▸ **What is expected**
From the line containing "Q: In the image above, where is the car" onward to the last line of the data below, copy each line exactly and add nothing.
------ Input data ------
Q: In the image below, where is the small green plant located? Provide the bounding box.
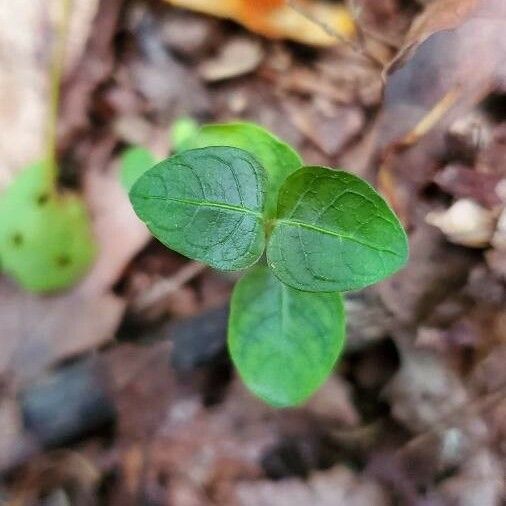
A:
[0,162,95,291]
[128,122,408,407]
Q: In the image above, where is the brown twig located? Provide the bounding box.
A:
[131,261,206,314]
[378,86,462,222]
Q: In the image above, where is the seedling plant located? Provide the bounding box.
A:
[127,122,408,407]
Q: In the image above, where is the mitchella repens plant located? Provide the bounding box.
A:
[127,122,409,407]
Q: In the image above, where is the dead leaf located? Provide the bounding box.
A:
[377,224,476,324]
[438,450,504,506]
[433,165,503,208]
[386,0,480,74]
[0,278,124,388]
[286,102,364,156]
[199,37,264,82]
[164,0,356,46]
[0,398,37,471]
[372,0,506,220]
[234,466,390,506]
[385,344,469,433]
[388,0,506,89]
[303,376,360,426]
[426,199,497,248]
[78,159,150,296]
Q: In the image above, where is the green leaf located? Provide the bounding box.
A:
[267,166,408,292]
[120,146,156,191]
[0,162,96,292]
[130,146,267,271]
[180,122,302,217]
[169,116,200,152]
[229,265,346,407]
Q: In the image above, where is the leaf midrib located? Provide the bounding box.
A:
[138,195,262,217]
[277,218,400,255]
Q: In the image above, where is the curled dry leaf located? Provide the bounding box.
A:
[386,0,480,74]
[164,0,356,46]
[372,0,506,220]
[381,0,506,145]
[426,199,496,248]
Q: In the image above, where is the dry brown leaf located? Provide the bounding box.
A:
[286,102,364,156]
[385,344,469,433]
[235,466,390,506]
[164,0,356,46]
[433,165,503,209]
[377,224,476,324]
[438,450,504,506]
[303,376,360,426]
[77,159,151,296]
[371,0,506,221]
[386,0,480,74]
[426,199,497,248]
[381,0,506,146]
[0,398,36,471]
[198,37,264,82]
[0,278,124,388]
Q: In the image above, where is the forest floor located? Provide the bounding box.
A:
[0,0,505,504]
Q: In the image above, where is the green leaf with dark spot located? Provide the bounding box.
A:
[267,166,409,292]
[130,146,267,271]
[120,146,156,191]
[0,162,96,292]
[180,122,302,217]
[229,265,346,407]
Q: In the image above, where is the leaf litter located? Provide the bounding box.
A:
[0,0,505,504]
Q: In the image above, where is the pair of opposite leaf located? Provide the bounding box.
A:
[128,123,408,406]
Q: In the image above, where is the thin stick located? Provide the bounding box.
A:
[399,86,461,148]
[45,0,72,189]
[132,261,207,314]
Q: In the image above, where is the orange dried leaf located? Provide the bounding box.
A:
[164,0,355,46]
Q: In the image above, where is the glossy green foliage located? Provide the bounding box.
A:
[170,116,200,152]
[229,266,345,406]
[267,167,408,292]
[180,122,302,218]
[129,122,409,407]
[120,146,156,190]
[130,147,267,270]
[0,162,96,292]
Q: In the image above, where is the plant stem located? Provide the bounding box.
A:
[45,0,72,190]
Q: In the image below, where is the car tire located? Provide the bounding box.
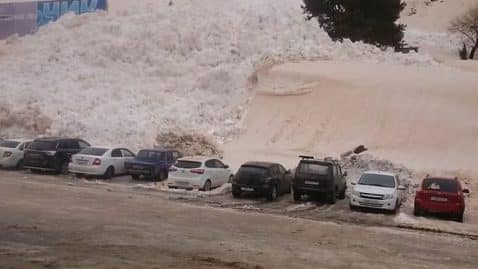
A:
[266,184,278,201]
[158,170,167,181]
[293,188,302,202]
[104,167,115,179]
[338,186,346,200]
[455,213,464,223]
[328,189,337,204]
[59,161,69,175]
[391,199,400,214]
[15,159,24,170]
[232,185,241,198]
[132,174,140,180]
[202,180,212,192]
[413,206,422,216]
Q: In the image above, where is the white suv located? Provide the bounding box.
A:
[349,171,405,213]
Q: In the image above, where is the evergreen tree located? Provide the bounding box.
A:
[302,0,407,48]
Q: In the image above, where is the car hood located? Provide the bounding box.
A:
------
▸ **Response**
Q: In the image above, where is the car hood located? Provide the bounding box.
A:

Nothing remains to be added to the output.